### RAW DATA ###
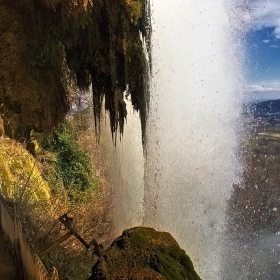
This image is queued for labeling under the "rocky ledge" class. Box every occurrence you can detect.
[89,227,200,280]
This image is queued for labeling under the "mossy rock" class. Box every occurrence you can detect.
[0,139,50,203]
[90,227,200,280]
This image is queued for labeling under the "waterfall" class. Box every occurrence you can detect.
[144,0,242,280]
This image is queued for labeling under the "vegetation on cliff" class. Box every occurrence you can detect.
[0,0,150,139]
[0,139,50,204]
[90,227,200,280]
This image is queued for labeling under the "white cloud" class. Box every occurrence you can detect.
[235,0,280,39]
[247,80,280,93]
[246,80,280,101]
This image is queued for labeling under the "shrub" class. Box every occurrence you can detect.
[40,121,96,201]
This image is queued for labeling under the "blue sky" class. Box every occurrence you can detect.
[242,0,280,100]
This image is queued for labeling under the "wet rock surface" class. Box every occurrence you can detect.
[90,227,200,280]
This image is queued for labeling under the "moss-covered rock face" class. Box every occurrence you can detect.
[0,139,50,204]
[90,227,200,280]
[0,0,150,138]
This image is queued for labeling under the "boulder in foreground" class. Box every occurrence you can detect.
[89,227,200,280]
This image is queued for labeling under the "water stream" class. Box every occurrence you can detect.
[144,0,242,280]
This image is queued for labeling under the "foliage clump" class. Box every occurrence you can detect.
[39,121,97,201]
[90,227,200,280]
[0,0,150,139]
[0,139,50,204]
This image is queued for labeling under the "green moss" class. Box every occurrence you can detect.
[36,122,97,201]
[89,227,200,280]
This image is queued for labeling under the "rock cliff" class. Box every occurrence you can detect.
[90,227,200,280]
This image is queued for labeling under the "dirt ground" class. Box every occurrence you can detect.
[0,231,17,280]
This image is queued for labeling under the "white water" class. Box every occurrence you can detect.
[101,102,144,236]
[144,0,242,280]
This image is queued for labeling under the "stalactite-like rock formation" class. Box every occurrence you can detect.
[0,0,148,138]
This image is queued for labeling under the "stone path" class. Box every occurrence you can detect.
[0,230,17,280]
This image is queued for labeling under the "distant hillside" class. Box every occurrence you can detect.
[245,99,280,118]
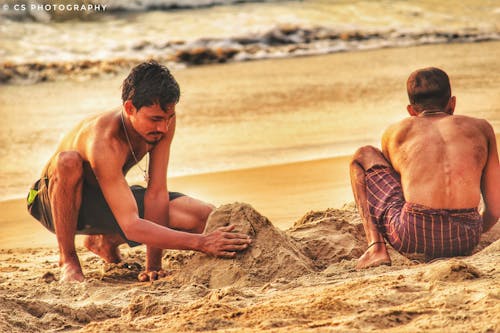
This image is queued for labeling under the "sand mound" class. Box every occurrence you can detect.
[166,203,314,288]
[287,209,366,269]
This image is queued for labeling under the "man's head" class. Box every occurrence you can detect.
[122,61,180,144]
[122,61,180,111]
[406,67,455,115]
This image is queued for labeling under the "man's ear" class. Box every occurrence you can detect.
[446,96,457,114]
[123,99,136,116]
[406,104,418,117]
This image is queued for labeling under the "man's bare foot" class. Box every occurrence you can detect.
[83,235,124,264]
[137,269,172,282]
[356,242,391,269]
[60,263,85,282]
###
- _WHAT IS BEING ASKED_: All of the entries above should be copied exactly, except for the pictures.

- _ANSWER_:
This image is queued for labeling under the "rocky ledge" class. Box every occurrence you can detect.
[89,227,200,280]
This image is queued for labeling under the "mossy rock" class. Box every occurrence you can detect.
[0,139,50,203]
[90,227,200,280]
This image is queued for labeling under the "waterfall" class. Box every occurrence you can detect.
[144,0,242,280]
This image is queued for labeling under the "vegetation on cliff" class. Box every occurrence you can detect.
[0,0,150,139]
[0,139,50,204]
[90,227,200,280]
This image is queued for labeling under the "white cloud" class. Box every occurrence you can detect.
[235,0,280,39]
[247,80,280,93]
[246,80,280,101]
This image is queued for labeling under the "shrub" class. Box every occurrence you can detect.
[40,121,96,201]
This image is queued for labeling under the "blue sky" class. Box every occurrence you can detect.
[242,0,280,100]
This image is queued for labeling under the "wet rock surface" class. Box every occurrence you can detect.
[90,227,200,280]
This image is queued for labeling under the "moss-covered rock face" class. Box every occurrence you can detect.
[0,139,50,204]
[90,227,200,280]
[0,0,150,138]
This image is queued for labeling under the "boulder in foreground" class. Box every occurrence you can detect.
[89,227,200,280]
This image is queued for labeling under the "water stream" class. Box every occurrence you can detect.
[144,0,242,280]
This image is queued for labeling under the "foliage clump" class. Box every occurrence you can detect.
[39,121,97,201]
[90,227,200,280]
[0,0,150,139]
[0,139,50,204]
This image is queued for labeling under the "green moss" class. Box every occurrence you can detect.
[36,122,97,201]
[89,227,200,280]
This image is queued for labeling under the "rock cliff" class. Box every occurrence you can detect.
[90,227,200,280]
This image is queued for labeling under the "dirt ground" class. Box every occurrence you can detect.
[0,231,17,280]
This image is queued for labeling under the "white water" class. Box every occurrence you can detect.
[101,102,144,236]
[144,0,242,280]
This image is queued for labeling under the "stalactite-like rock formation" class. Box every occurrence you can detect.
[0,0,148,138]
This image is queued for labeling under the "stone path" class. Box every occurrence you can detect.
[0,230,17,280]
This image is queued for labeling under the "distant hillside" class. Box every occurrence you can detect.
[245,99,280,118]
This image is queued for labeling under the "sand mound" class. Box every occurrence you can detect.
[166,203,314,288]
[287,209,366,269]
This image is queued for labeling under the "man's head" class. Box every occurrence you can detect.
[122,61,180,144]
[122,61,180,111]
[406,67,455,115]
This image is queued for labeling under the "man's ear" class. Box every occurrence you can detect.
[446,96,457,114]
[123,99,136,116]
[406,104,418,117]
This image is queued for labeling under the "man's bare foot" class. Box every occurrence you can detect.
[83,235,124,264]
[137,269,172,282]
[356,242,391,269]
[60,263,85,282]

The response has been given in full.